TEXTO SELECIONADO:
........
Um dos palestrantes, o presidente do Instituto Brasileiro de Petróleo e Gás (IBP) e ex-executivo da Petrobras, Roberto Ardenghy, iniciou chamando de “muito qualificadas” as pessoas que foram ouvir sobre as maravilhas dos combustíveis fósseis no auditório Cumaru – uma das árvores, ao lado de Sumaúma, que batizaram as salas do Pavilhão Brasil e que receberam alguns painéis sobre atividades poluidoras que se vendem como “verdes”.

Ardenghy não fez cerimônia e relacionou a queima de petróleo com a geração de riquezas: “É impossível imaginar uma sociedade opulenta, rica, confortável que não tenha um alto consumo de energia e portanto de petróleo”, disse o presidente da instituição que faz lobby (pressão política) para o setor petrolífero. E ele não estava sozinho nessa missão. Segundo levantamento publicado pela coalizão Kick Big Polluters Out (KBPO), mais de 1,6 mil lobistas de combustíveis fósseis receberam credenciais para participar das negociações climáticas da COP30. Se fosse um país, a turma do petróleo seria a segunda maior delegação da conferência, atrás apenas do Brasil, com 3.805 integrantes.

Os manifestantes ainda estavam na Avenida Duque de Caxias, sob um sol que fez muitas pessoas passarem mal, quando Fernanda Diniz, gerente de Descarbonização da Petrobras, falou na sala com ar-condicionado sobre “uma pegada melhor de carbono” e “ética”, mas nada sobre os povos que serão afetados pela perfuração. “Descarbonização não é somente uma questão de ética, mas também é de competitividade. Serão capazes de jogar o jogo no futuro aqueles que trouxerem um portfólio, um petróleo resiliente”, disse a gerente da Petrobras. Na Marcha Global por Justiça Climática, ali ao lado, manifestantes faziam o funeral do petróleo. E Luene Karipuna, coordenadora-executiva da Articulação dos Povos e Organizações Indígenas do Amapá e Norte do Pará (Apoianp), denunciava a falta de consulta aos povos indígenas na licença de perfuração da Foz do Amazonas e as ameaças sofridas por lideranças.

Os corredores e arredores da conferência do clima trouxeram à luz o greenwashing, o marketing “verde”, das empresas que destroem a Amazônia. Discussões-negócio seladas entre cafés e croûtons, queijos e vinhos, sobre o “futuro verde” corporativo que envolve seguir lucrando com a Natureza, enquanto se evita nos bastidores que regras mais ambiciosas sejam aprovadas para salvar a vida humana na casa-planeta. Na Zona Azul, onde a negociação oficial da cúpula do clima ocorre, um dos lugares mais frequentados por representantes de empresas foi o pavilhão da Confederação Nacional da Indústria (CNI), um espaço que se divide entre cadeiras para acompanhar dois painéis simultâneos e mesas altas para conversas informais sobre negócios.
........
DADOS EXTRAÍDOS:

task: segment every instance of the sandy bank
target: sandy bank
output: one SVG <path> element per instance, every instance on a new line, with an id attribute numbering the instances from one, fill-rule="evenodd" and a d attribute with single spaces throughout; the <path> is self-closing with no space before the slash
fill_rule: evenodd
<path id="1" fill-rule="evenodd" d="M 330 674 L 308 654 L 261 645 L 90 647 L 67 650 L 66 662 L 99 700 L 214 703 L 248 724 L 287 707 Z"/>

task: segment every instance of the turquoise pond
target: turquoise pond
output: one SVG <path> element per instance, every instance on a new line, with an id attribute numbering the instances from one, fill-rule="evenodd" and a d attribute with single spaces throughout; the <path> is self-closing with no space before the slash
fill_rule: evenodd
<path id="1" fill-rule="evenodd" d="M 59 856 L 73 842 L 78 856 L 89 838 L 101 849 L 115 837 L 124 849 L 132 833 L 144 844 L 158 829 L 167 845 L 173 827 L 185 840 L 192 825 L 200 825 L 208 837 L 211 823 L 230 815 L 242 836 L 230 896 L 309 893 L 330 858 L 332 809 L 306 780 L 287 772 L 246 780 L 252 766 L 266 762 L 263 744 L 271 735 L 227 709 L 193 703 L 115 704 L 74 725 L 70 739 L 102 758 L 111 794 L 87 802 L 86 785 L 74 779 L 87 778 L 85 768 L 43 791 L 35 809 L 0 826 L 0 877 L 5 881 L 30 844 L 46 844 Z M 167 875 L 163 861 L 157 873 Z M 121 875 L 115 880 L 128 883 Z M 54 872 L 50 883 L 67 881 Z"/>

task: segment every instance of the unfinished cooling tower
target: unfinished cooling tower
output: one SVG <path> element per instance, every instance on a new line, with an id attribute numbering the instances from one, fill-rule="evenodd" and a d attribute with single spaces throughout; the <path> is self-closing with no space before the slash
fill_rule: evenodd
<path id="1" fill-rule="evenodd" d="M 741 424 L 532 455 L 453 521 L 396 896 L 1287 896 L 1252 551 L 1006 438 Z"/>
........
TAREFA PROPOSTA: Escreva a continuação do texto sobre o lobby dos combustíveis fósseis na COP30, partindo do ponto em que ele termina.

RESULTADO OBTIDO:
Em uma mesa promovida pela JBS, a maior produtora mundial de carne, Renato Mauro Menezes Costa, presidente da Friboi, empresa que pertence à JBS, falou em soluções para ter uma produção mais “sustentável”. Entre as propostas, está o programa Escritórios Verdes, que orienta pecuaristas parceiros sobre regularização ambiental, assistência técnica e assistência gerencial. Segundo o executivo, um homem alto, de pele bronzeada, cabelo escovado e usando reluzentes sapatos mocassim, a iniciativa é um sucesso e está presente em 11 estados onde a empresa atua.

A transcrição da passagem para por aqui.